Nothing but the lines from the one with "Annotation guideline — the target class is white window" to the final line should be returned, each exactly as it appears.

Records:
-- -- --

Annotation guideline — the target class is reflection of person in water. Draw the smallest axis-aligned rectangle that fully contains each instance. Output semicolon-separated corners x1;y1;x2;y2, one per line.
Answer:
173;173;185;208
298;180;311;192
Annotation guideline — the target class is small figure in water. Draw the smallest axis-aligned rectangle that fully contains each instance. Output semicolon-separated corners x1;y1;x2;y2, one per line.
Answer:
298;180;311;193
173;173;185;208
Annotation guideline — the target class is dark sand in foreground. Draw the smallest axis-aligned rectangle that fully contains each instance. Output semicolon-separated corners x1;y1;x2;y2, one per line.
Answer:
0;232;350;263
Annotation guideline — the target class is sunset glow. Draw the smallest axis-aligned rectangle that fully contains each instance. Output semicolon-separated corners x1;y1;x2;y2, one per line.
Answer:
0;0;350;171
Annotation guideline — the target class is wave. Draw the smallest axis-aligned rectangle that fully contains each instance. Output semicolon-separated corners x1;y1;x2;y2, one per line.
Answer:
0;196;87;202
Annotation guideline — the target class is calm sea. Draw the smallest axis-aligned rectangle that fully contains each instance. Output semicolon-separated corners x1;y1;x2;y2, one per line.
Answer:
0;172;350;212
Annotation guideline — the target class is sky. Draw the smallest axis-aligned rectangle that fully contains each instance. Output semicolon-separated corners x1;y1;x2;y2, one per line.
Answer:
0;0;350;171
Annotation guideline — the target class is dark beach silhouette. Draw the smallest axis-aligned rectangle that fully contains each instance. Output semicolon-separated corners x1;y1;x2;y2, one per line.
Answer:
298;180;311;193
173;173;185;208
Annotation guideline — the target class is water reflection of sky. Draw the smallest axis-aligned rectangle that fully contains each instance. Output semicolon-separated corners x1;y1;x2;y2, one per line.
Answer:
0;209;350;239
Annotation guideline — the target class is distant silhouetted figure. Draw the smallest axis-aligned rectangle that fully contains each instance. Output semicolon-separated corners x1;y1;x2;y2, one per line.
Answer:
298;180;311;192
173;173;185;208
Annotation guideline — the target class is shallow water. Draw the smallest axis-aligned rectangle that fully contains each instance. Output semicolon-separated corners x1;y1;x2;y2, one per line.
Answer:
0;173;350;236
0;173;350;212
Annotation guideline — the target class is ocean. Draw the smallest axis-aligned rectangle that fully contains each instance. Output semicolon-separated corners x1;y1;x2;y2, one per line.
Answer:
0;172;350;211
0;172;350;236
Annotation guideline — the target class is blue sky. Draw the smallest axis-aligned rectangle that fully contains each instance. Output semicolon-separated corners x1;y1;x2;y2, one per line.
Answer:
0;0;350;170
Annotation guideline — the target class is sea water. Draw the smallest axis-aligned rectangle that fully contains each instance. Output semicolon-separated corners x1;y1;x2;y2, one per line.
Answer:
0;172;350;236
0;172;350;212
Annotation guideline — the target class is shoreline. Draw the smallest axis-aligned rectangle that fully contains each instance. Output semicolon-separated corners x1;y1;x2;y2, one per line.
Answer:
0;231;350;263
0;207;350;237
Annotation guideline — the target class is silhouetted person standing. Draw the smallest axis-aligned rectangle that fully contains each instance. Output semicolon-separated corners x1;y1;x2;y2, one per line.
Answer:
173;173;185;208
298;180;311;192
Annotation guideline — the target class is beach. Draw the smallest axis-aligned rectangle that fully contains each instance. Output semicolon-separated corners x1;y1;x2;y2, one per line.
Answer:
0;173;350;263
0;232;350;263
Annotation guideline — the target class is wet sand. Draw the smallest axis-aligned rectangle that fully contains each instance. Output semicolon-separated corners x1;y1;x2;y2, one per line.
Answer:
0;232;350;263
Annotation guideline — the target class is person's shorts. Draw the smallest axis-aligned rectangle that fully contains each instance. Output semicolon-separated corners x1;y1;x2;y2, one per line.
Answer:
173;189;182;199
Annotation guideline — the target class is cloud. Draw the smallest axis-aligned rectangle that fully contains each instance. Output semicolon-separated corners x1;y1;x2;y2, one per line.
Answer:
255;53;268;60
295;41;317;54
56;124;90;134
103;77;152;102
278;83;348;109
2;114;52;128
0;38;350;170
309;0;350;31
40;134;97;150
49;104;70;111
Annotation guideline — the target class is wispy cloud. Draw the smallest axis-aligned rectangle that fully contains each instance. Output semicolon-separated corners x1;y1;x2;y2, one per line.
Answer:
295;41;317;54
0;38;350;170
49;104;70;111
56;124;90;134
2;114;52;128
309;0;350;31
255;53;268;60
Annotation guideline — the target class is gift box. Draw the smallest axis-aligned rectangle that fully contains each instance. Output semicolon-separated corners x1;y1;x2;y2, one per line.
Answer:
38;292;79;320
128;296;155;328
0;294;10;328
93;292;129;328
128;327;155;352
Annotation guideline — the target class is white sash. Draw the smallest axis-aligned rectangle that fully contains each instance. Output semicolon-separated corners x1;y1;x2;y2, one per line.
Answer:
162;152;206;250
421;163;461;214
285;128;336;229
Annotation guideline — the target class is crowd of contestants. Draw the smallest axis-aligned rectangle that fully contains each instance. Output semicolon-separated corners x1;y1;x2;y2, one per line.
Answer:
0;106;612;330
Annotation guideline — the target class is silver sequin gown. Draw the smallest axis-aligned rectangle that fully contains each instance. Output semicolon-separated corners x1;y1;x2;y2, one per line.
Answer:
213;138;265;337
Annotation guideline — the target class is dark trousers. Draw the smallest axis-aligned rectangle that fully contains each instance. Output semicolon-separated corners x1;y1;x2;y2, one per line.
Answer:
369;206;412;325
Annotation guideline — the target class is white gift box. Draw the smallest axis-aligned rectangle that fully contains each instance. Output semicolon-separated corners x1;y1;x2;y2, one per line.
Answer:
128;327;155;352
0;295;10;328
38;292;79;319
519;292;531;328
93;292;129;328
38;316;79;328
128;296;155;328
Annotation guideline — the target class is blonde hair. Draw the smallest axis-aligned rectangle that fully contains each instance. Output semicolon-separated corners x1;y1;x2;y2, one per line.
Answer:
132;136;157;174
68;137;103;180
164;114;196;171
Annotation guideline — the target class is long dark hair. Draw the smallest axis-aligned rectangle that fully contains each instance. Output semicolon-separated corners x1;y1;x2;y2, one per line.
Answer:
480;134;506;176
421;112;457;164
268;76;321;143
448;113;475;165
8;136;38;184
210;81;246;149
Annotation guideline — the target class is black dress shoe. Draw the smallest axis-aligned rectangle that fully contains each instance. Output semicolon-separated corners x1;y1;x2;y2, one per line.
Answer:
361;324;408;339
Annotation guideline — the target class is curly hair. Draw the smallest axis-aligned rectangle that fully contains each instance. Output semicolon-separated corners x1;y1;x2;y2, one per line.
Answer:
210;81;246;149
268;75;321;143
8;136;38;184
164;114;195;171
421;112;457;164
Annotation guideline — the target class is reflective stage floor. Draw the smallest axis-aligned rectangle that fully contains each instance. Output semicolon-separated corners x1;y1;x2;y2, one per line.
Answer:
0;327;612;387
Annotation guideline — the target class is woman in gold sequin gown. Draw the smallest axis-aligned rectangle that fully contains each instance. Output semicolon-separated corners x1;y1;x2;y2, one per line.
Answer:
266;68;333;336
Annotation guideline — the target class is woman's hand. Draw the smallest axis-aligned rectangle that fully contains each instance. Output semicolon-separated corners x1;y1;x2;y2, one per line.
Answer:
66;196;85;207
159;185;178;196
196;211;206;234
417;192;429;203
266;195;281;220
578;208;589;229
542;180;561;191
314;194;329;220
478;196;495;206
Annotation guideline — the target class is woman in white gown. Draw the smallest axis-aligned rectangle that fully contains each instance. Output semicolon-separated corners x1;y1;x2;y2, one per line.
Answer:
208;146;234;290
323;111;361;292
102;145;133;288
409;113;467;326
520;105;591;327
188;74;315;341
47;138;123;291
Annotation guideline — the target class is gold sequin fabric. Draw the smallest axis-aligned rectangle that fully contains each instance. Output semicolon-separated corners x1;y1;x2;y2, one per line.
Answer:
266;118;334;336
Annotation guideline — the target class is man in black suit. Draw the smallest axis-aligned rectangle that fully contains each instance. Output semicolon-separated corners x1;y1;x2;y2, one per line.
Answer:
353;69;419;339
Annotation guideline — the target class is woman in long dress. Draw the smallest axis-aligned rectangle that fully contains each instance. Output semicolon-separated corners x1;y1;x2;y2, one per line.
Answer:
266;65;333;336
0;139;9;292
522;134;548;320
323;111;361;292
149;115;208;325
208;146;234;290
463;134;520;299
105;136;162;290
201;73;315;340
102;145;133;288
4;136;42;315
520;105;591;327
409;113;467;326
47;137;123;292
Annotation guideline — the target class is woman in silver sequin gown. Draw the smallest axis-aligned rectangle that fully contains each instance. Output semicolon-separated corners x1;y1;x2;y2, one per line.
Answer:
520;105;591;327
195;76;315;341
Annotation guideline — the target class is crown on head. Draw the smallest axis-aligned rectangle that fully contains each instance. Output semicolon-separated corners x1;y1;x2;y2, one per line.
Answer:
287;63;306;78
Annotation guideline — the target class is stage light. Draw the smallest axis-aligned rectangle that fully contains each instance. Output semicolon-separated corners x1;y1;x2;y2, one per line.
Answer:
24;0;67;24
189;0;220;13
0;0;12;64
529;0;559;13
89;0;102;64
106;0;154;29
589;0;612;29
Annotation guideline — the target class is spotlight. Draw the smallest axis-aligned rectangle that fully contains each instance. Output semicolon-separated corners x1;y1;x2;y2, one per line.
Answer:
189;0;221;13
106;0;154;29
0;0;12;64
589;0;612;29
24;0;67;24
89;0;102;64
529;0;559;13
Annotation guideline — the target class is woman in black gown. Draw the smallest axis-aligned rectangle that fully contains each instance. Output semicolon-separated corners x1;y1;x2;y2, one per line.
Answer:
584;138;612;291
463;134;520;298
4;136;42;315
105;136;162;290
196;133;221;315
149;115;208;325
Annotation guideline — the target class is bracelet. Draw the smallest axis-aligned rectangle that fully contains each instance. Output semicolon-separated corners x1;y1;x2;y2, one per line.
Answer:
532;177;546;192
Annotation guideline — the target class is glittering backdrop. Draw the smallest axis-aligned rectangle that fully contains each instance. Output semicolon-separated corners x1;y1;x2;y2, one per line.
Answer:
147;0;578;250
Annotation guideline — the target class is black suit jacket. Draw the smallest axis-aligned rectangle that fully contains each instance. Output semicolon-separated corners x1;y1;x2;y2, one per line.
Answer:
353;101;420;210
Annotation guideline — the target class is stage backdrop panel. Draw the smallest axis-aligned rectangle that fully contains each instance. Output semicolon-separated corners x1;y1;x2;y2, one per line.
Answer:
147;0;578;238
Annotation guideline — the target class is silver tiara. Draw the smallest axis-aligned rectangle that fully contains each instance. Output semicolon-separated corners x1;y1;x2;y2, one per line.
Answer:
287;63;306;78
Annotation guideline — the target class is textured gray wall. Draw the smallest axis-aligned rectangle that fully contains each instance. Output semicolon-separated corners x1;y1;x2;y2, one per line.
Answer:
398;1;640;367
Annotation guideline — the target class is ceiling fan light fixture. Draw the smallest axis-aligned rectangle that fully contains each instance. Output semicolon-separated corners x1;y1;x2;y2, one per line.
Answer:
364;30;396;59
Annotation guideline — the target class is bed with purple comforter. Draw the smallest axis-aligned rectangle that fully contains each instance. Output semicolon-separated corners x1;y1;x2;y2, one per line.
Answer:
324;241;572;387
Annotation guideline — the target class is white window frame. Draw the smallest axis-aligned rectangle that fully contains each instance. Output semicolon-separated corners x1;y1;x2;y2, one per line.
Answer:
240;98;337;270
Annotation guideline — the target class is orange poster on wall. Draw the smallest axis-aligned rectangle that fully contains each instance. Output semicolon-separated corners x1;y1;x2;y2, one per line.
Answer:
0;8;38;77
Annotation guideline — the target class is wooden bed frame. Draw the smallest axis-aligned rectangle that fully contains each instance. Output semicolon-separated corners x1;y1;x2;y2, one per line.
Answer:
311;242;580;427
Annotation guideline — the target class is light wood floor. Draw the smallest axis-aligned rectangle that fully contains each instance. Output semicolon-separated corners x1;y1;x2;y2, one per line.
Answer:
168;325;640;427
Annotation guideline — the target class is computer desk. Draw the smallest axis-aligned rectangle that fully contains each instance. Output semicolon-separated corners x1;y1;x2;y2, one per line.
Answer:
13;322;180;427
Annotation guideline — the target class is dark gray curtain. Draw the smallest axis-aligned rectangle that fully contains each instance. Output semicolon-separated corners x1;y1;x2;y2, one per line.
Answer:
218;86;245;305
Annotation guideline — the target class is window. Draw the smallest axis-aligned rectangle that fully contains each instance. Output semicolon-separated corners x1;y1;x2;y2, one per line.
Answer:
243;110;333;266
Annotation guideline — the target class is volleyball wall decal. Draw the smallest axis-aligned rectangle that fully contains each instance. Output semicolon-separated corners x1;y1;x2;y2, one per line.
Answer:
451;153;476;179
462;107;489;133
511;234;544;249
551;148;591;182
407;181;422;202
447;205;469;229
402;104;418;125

-- -- --

Written solution:
Annotation guideline — the target class is white window frame. Draw the smallest axis-aligned rectangle that fully contains each instance. Output semicolon-separated corners x1;y1;x2;y2, one per line.
Answer:
240;98;337;270
Annotation guideline — the target class is orange poster on wall. Draw the smallest axis-aligned rectangle that fully contains each instance. Output semicolon-separated corners x1;y1;x2;y2, one per line.
Answer:
0;8;38;77
Annotation guideline — the target class is wooden bed frame. Draw the smallest axis-aligned rectangle that fully contains each instance. Output semicolon-separated corners x1;y1;x2;y2, one per line.
Answer:
311;242;580;427
Annotation guideline — the target class is light wood floor. Draw the smallest axis-aligned rectangle that fully contains each instance. Output semicolon-separated corners x1;y1;x2;y2, one per line.
Answer:
168;325;640;427
Annotation guideline — the target class is computer desk. Draw the smallest axis-aligned rectangle that fully contains each instance. Output semicolon-separated corners x1;y1;x2;y2, one per line.
Answer:
13;322;180;427
Annotation guideline — the target class is dark gray curtain. Draw the smallest axis-aligned rectangle that fully contains each instance. Output semicolon-separated corners x1;y1;x2;y2, one per line.
Answer:
218;86;245;305
Annotation guideline — the target class is window. Draw the smallest axis-aligned rectangle that fully contains each instance. Output semicolon-separated corners x1;y1;x2;y2, one per line.
Answer:
243;110;333;266
Annotation guideline — the target class is volleyball wall decal. Draw the smallest axis-aligned rectangle that fully contains each instance. Output semicolon-separated corners x1;y1;x2;y2, one per line.
Answer:
451;153;476;179
462;107;489;133
511;234;544;249
551;148;591;182
407;181;422;202
447;205;469;229
402;104;418;125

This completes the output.